Einde inhoudsopgave
Rijksbesluit rechtspositie Gemeenschappelijk Hof van Justitie
Artikel 17
Geldend
Geldend vanaf 10-10-2010
- Redactionele toelichting
Tijdstip iwtr.: 00.00 uur in Aruba, Curacao, Sint Maarten, Bonaire, Sint Eustatius en Saba. 06.00 uur in het Europese deel van het Koninkrijk.
- Bronpublicatie:
27-09-2010, Stb. 2010, 358 (uitgifte: 01-10-2010, kamerstukken/regelingnummer: -)
- Inwerkingtreding
10-10-2010
- Bronpublicatie inwerkingtreding:
30-09-2010, Stb. 2010, 388 (uitgifte: 01-01-2010, kamerstukken/regelingnummer: -)
- Afhankelijke geldigheid
Treedt tegelijk in werking met de Rijkswet Gemeenschappelijk Hof van Justitie (07-07-2010, Stb. 335).
- Vakgebied(en)
Ambtenarenrecht / Bijzondere onderwerpen
1.

Regels voor locatielabeling:

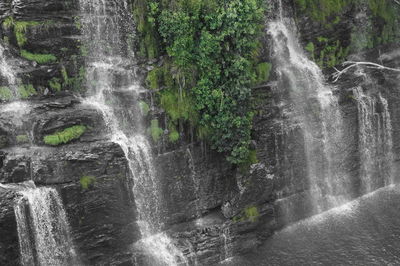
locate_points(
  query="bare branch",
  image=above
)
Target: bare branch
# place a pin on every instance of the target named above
(350, 64)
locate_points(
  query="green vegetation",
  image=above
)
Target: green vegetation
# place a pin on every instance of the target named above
(144, 108)
(20, 28)
(65, 136)
(328, 54)
(206, 79)
(22, 139)
(5, 94)
(87, 181)
(323, 10)
(55, 84)
(74, 82)
(26, 91)
(155, 130)
(250, 213)
(262, 71)
(39, 58)
(251, 159)
(382, 26)
(173, 135)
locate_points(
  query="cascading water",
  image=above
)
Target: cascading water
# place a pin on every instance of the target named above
(375, 141)
(107, 29)
(317, 110)
(43, 230)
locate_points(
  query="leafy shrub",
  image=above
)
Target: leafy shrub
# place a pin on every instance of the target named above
(211, 46)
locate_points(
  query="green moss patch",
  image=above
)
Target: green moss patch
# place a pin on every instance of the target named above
(26, 91)
(65, 136)
(22, 139)
(39, 58)
(5, 94)
(87, 181)
(155, 131)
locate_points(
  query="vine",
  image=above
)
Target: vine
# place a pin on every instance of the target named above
(210, 46)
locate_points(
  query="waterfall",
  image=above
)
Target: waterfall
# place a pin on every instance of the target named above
(114, 91)
(193, 176)
(375, 141)
(315, 107)
(43, 230)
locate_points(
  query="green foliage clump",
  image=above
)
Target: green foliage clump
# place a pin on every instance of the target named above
(211, 46)
(144, 108)
(65, 136)
(155, 130)
(22, 139)
(73, 82)
(39, 58)
(143, 11)
(55, 84)
(20, 28)
(26, 91)
(5, 94)
(173, 136)
(251, 159)
(87, 181)
(263, 71)
(327, 53)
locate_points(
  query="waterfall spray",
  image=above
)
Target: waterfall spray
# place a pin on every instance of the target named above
(43, 230)
(317, 110)
(106, 28)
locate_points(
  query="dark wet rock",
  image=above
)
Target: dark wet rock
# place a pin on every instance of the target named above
(9, 254)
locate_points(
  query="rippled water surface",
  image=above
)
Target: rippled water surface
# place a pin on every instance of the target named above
(363, 232)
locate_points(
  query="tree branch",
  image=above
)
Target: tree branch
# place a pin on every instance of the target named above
(350, 64)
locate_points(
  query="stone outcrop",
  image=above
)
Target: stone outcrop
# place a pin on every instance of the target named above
(211, 209)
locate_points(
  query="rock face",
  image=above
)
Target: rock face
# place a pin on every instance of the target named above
(212, 210)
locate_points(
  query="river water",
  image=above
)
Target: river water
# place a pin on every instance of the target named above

■ Opdrachten ■
**A.** Vanaf welke datum is artikel 17 volgens de getoonde tekst geldend?
**B.** Geef voor elk van de volgende beweringen aan of die klopt met de getoonde tekst: (i) In het Europese deel van het Koninkrijk is het tijdstip van inwerkingtreding 06.00 uur. (ii) Het vakgebied is belastingrecht. (iii) Het besluit treedt tegelijk in werking met de Rijkswet Gemeenschappelijk Hof van Justitie.
**C.** Schrijf letterlijk het stuk uit de getoonde tekst over dat begint bij "- Inwerkingtreding" en eindigt bij "- Vakgebied(en)".

■ Antwoorden ■
**A.** Vanaf 10-10-2010.

**B.**
(i) Ja: "06.00 uur in het Europese deel van het Koninkrijk."
(ii) Nee: "Ambtenarenrecht / Bijzondere onderwerpen"
(iii) Ja: "Treedt tegelijk in werking met de Rijkswet Gemeenschappelijk Hof van Justitie"

**C.**
- Inwerkingtreding
10-10-2010
- Bronpublicatie inwerkingtreding:
30-09-2010, Stb. 2010, 388 (uitgifte: 01-01-2010, kamerstukken/regelingnummer: -)
- Afhankelijke geldigheid
Treedt tegelijk in werking met de Rijkswet Gemeenschappelijk Hof van Justitie (07-07-2010, Stb. 335).
- Vakgebied(en)